Daniel Newman: Greg, it’s good to be back. It’s always good to be side by side. It’s been a minute, but it’s good to see you and all is going pretty well. Today’s show’s going to be great. I am really excited. Observability has been one of those topics that’s really risen to the top of many enterprises, many companies, and as we have so much data in our enterprise estates, there’s a lot of complexity. We hear a lot about AI. But in the end, if you’re running enterprise IT, you really have to pay attention to all those streams of data, all those sources of data, and you have to really figure out how do you manage it, right?

Greg Lotko: It is about paying attention. When you think about it, you want to know what’s going on. You want to be able to act, you want to be able to react, and how can you do that if you’re not aware of what’s going on? And that’s what observability is all about.

Daniel Newman: Well, what do you think? A lot of people out there like hearing from us, but I think we have a great guest today.

Greg Lotko: Let’s bring in Brett.

Brett Dawson: Hey.

Greg Lotko: Hey. We’ve got Brett Dawson with us from Fidelity. And actually and also from the farm. I know we’ve gotten to talk before about this. So first of all, why don’t you introduce yourself, tell folks a little bit about you and what it is that you do.

Brett Dawson: Sure. My name is Brett Dawson. I’m a principal mainframe operating systems programmer at Fidelity Investments. I’ve been there for 10 years this year.

Greg Lotko: Wow. Congratulations.

Brett Dawson: And I, on the observability train got the fortune of growing into my career during this big socialization of observability process that has been occurring for effectively the last 10 years.

Daniel Newman: Sorry, I want to hear about the farm. Can you go back for a second?

Greg Lotko: And I was going to tie those two together. So I want to hear on a more basic, on a fundamental level, because observability is a concept that doesn’t have to just apply to IT. And I know you think about observability throughout your life, and I know you’ve got a farm with a bunch of cattle running around. So what does observability mean to you?

Brett Dawson: Yeah, so observability to me means that I am able to look around at the stuff that I’m managing and I can actually take action on problems that are coming up before they become real problems. So on the cattle front, so I run, my family runs a show cattle business, Silent Night Farms. So we’re getting ready for the Fort Worth Stock Show coming up in January, and two of our main cattle that we’ll be showing there this year have been showing a little bit lean. And so in this whole pursuit of observability, we’ve been noticing that, and we’re working to correct that already by providing them with a higher fat diet so that they are less lean during the show and they look, right there, right?

******

Stated problem :: Restate the stretch of the observability conversation above from "Brett Dawson: And" through "mean to you?", swapping "farm" for "ranch".

******

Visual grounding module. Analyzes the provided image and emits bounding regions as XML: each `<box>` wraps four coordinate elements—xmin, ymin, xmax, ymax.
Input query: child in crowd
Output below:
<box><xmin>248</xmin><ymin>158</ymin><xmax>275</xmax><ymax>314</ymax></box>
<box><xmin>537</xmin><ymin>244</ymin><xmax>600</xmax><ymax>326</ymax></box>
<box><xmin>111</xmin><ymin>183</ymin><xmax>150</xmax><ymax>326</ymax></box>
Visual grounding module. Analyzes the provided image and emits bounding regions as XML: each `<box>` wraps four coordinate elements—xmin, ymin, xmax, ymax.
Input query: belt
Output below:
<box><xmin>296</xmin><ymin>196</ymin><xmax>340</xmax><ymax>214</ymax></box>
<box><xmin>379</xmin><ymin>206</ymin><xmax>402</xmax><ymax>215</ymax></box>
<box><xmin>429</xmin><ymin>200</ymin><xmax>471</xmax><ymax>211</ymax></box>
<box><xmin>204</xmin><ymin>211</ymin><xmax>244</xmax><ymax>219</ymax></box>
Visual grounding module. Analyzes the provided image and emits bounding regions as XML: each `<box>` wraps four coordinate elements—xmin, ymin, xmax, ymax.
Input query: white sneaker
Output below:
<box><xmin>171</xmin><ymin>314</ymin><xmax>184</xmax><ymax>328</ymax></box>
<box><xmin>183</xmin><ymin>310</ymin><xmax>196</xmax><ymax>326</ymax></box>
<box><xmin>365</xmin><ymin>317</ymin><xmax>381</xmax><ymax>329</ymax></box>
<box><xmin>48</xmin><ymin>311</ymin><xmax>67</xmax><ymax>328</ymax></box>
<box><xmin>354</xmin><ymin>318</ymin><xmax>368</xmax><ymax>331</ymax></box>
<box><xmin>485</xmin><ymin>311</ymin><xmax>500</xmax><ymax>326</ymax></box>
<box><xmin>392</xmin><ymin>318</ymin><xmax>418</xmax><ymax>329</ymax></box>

******

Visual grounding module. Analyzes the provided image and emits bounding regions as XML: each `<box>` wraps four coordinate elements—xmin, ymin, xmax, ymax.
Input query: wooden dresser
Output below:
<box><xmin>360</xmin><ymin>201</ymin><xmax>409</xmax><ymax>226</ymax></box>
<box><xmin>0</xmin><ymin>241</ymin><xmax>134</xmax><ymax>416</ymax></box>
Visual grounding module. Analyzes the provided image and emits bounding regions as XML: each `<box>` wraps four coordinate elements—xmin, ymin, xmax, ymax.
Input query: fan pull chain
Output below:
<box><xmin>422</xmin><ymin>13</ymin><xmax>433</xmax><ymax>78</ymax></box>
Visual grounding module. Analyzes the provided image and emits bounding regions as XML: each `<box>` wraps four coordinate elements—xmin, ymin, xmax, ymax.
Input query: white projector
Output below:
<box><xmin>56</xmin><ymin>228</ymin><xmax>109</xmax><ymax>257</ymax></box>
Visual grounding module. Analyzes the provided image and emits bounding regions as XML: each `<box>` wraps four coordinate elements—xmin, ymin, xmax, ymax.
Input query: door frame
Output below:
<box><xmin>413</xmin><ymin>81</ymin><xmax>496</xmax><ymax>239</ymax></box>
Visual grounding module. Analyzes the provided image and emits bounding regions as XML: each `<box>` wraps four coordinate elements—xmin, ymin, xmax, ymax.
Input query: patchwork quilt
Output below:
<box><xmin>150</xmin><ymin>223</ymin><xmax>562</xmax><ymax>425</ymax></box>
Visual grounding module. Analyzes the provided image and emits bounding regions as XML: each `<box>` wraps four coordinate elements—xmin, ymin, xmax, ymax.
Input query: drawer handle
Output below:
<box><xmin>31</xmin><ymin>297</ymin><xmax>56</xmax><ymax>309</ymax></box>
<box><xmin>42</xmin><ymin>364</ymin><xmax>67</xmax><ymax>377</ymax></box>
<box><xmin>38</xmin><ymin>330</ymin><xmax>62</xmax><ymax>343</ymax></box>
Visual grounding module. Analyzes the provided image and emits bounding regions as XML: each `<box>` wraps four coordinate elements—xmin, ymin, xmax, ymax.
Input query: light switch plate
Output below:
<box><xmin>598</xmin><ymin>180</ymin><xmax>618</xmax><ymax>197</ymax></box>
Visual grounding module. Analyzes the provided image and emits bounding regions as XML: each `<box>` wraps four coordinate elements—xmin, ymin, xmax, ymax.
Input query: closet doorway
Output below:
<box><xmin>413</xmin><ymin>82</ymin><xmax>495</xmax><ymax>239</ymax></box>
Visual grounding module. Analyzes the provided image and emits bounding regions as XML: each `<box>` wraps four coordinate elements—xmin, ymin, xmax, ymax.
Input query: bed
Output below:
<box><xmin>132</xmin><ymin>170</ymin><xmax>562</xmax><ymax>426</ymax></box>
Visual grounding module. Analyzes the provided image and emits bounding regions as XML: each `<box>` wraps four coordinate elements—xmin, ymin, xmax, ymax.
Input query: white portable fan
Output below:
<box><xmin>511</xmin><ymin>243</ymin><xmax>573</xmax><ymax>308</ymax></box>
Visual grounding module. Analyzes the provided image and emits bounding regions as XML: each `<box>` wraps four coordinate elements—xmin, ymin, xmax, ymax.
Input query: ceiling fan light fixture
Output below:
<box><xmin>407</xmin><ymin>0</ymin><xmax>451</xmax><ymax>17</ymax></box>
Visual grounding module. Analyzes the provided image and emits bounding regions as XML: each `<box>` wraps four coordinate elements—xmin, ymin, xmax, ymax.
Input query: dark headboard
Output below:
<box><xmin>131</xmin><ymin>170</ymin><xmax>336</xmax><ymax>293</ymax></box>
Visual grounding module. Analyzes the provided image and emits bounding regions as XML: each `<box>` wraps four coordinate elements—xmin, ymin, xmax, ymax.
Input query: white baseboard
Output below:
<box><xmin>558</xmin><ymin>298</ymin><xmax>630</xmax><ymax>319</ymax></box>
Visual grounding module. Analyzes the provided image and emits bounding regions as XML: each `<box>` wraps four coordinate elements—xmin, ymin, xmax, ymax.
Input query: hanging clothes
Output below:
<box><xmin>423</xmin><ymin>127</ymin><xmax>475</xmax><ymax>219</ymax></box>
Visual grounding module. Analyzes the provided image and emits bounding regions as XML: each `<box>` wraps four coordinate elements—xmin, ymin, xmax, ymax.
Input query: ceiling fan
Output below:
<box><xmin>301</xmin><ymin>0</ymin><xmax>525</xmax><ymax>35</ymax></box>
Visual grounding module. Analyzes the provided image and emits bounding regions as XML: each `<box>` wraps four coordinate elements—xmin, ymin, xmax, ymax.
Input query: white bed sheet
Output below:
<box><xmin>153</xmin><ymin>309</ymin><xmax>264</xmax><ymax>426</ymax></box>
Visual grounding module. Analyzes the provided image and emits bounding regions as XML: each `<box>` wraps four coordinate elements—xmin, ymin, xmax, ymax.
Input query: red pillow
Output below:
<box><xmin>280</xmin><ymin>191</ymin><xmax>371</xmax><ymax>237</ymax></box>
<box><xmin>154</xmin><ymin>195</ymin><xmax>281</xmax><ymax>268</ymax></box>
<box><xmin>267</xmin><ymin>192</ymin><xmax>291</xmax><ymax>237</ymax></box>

******

Solved problem ::
Brett Dawson: And I, on the observability train got the fortune of growing into my career during this big socialization of observability process that has been occurring for effectively the last 10 years.

Daniel Newman: Sorry, I want to hear about the ranch. Can you go back for a second?

Greg Lotko: And I was going to tie those two together. So I want to hear on a more basic, on a fundamental level, because observability is a concept that doesn’t have to just apply to IT. And I know you think about observability throughout your life, and I know you’ve got a ranch with a bunch of cattle running around. So what does observability mean to you?